_Written exercise A_
In the article on the Coalition for Safer Internet, how many companies are said to be involved in the self-regulatory exercise?

_Passage given_
..............................
Industry coalition's 'safer Internet' plan criticized on all sides

The work of the European Commission-sponsored Coalition for Safer Internet has been branded both vague and dangerous

Civil liberties activists and a prominent child protection advocate have criticized the work of an industry coalition to make the Internet a safer place for children.

Guidelines developed by the coalition were released to mark the European Union's Safer Internet Day on Tuesday. The coalition was set up at the request of the European Commission and is known as the CEO Coalition or the Coalition for Safer Internet.

Over the past year, members of the coalition, including Facebook, Google, Vodafone, Apple, Microsoft and Nintendo, have been meeting to draw up voluntary guidelines to make the Internet safer for children.

The work of the coalition was broken into five areas: parental controls, content classification, age-appropriate privacy settings, reporting tools and notice and takedown. The European Union's Digital Agenda Commissioner; Neelie Kroes, said she was pleased with the work the companies had done, and looked forward to implementation in 2013.

However, John Carr, member of the Executive Board of the U.K. Council on Child Internet Safety, was not convinced, saying in a blog post that some parts of the agenda were at least six years out of date.

"The differences between platforms and types of services covered by the companies involved meant the draft statements contained a quite bewildering array of highly diffuse and disparate information. While some attempt had been made to establish a common format, it didn't work," he wrote.

European digital rights group EDRi said the coalition started poorly by failing to identify any specific problems that needed solving. "Solutions to the unknown problems were to be found by industry, in the blind faith that whatever industry suggested would at least partly be an answer to questions that had not been asked," EDRi said in a statement.

The 27 companies involved in the self-regulatory exercise said they will collectively set a new benchmark for child protection online using tools to report online abuse or bullying, content ratings for apps, online videos and films, and age-appropriate privacy settings.
..............................
[Named object pointing records]
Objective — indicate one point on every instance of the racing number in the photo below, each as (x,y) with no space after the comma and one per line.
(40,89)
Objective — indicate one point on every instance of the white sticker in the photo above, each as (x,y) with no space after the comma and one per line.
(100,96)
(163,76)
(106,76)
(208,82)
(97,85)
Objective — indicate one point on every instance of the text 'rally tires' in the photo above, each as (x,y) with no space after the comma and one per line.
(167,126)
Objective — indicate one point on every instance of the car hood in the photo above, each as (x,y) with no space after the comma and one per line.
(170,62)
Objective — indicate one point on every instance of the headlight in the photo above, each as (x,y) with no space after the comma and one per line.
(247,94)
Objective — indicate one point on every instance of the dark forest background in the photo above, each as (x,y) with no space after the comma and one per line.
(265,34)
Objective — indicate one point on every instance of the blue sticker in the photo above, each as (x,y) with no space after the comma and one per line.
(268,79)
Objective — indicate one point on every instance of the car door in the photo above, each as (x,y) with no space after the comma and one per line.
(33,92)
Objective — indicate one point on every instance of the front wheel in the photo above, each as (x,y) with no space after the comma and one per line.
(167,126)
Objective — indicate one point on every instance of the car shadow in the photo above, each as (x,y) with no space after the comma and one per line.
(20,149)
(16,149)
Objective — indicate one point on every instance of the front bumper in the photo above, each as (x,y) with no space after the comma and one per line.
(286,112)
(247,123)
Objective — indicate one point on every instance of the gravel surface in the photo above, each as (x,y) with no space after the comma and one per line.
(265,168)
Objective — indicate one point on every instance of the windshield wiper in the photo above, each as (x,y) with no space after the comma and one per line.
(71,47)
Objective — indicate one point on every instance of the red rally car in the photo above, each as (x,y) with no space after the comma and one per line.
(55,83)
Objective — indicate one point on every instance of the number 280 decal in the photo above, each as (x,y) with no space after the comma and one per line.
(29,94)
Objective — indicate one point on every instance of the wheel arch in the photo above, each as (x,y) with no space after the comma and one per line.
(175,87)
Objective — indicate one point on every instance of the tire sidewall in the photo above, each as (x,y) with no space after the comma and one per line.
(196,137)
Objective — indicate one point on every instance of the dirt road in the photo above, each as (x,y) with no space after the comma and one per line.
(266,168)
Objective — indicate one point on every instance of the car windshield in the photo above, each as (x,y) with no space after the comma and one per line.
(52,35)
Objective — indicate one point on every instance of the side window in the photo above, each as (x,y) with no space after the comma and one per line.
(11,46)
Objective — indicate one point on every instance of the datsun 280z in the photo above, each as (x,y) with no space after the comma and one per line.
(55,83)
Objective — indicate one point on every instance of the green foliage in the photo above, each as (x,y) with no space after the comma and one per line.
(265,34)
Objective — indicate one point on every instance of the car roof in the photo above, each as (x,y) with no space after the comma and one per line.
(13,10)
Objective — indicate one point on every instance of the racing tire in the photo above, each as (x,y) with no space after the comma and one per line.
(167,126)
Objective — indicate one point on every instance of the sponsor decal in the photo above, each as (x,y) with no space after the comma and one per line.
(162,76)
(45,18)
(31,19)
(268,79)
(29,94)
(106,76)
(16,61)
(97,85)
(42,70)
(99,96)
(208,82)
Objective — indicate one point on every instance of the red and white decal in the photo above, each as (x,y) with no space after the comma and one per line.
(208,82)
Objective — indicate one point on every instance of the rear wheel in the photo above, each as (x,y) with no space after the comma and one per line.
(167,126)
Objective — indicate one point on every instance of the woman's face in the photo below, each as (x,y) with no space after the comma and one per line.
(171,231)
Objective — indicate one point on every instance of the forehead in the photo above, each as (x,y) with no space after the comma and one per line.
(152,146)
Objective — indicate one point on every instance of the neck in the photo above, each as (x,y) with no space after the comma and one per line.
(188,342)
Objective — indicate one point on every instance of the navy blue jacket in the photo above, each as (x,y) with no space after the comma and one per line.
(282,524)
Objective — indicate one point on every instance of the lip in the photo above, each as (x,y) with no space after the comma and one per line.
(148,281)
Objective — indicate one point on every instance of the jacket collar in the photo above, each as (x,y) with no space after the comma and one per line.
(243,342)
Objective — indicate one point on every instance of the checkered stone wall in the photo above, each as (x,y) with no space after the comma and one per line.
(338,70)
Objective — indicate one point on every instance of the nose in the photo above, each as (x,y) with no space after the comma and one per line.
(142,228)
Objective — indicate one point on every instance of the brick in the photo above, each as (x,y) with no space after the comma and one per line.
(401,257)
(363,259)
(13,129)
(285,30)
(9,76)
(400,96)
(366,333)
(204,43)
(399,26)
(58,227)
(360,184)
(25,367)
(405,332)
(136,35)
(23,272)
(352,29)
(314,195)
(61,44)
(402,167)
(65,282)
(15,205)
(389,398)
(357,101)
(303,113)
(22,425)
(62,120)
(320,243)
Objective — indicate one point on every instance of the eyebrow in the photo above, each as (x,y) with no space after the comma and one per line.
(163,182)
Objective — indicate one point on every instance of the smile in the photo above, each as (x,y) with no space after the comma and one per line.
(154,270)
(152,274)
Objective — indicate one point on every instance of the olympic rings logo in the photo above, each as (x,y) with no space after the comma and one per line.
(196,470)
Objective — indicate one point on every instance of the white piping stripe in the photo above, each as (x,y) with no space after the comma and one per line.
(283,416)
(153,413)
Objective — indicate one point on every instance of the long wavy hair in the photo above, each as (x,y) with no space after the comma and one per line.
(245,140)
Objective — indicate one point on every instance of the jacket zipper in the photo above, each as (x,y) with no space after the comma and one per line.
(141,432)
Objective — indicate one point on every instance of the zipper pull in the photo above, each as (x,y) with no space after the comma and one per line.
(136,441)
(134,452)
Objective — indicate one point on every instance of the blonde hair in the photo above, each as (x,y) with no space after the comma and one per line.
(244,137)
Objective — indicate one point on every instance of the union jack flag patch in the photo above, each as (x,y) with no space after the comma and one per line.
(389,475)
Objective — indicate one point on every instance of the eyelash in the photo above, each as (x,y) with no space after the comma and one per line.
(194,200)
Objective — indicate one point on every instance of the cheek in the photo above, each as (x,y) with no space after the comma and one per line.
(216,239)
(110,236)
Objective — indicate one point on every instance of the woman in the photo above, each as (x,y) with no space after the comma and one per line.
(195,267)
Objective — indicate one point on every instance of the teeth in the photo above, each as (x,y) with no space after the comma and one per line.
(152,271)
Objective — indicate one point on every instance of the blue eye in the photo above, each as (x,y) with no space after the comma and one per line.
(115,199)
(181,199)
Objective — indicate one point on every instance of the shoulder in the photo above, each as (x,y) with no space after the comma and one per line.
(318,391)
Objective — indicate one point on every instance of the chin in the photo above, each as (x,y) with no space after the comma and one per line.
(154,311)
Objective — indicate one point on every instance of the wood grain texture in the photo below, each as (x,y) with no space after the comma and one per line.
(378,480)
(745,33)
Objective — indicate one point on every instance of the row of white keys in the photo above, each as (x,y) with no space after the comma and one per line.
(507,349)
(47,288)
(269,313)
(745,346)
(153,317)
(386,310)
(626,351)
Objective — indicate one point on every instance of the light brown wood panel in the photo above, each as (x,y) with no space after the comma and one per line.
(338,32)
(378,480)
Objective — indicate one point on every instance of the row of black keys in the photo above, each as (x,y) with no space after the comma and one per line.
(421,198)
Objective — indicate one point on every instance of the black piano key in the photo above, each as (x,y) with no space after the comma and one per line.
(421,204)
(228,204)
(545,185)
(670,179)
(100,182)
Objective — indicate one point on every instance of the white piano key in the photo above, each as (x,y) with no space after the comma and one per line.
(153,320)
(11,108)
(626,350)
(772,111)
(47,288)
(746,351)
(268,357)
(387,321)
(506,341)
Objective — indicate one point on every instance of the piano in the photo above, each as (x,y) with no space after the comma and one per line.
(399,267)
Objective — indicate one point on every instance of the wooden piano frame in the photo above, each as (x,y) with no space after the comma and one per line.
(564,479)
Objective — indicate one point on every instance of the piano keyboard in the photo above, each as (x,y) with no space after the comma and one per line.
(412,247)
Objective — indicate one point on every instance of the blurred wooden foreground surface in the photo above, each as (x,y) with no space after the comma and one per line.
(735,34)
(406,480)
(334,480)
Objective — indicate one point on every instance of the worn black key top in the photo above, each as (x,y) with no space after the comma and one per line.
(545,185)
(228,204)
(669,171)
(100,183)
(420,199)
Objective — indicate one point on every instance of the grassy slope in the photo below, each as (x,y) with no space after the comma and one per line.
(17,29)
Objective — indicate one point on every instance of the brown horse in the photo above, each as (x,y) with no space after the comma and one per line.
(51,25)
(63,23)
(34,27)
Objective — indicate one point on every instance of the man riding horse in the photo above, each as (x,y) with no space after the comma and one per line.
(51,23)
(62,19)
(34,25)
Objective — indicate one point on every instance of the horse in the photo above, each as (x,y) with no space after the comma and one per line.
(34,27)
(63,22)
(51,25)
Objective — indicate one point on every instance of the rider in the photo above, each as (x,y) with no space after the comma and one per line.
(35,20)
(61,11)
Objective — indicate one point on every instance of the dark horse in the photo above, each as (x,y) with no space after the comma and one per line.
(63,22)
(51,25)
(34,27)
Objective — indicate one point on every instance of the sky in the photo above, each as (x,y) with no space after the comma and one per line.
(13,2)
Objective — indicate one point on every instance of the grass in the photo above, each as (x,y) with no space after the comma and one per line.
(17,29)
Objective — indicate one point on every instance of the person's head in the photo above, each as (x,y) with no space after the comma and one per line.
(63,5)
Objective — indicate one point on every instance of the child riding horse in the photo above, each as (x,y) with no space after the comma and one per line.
..............................
_Written exercise B_
Copy the records word for word, starting at the line that contains "Objective — indicate one point on every instance of the horse" and continuing through the last line of the records.

_Written response A_
27 companies.

_Written response B_
Objective — indicate one point on every instance of the horse in the photo above, each as (x,y) with no space after the comma and one per line.
(34,27)
(63,22)
(51,25)
Objective — indicate one point on every instance of the rider in the photo above, each as (x,y) with no space after the comma and one per line.
(35,20)
(61,11)
Objective — indicate one point on every instance of the dark horse in the photo above, each as (x,y) with no space after the comma and one per line.
(63,22)
(51,25)
(34,27)
Objective — indicate one point on every instance of the sky in the photo above, each as (x,y) with no space after the comma and one per line.
(13,2)
Objective — indicate one point on every instance of the grass in the photo above, each as (x,y) with no space after the comma and one per line.
(17,29)
Objective — indicate one point on every instance of the person's head in the photo above, each as (x,y) with no space after the comma and one per line.
(63,5)
Objective — indicate one point on every instance of the child riding horse in the photo above, each as (x,y) with no space after the comma and one per line.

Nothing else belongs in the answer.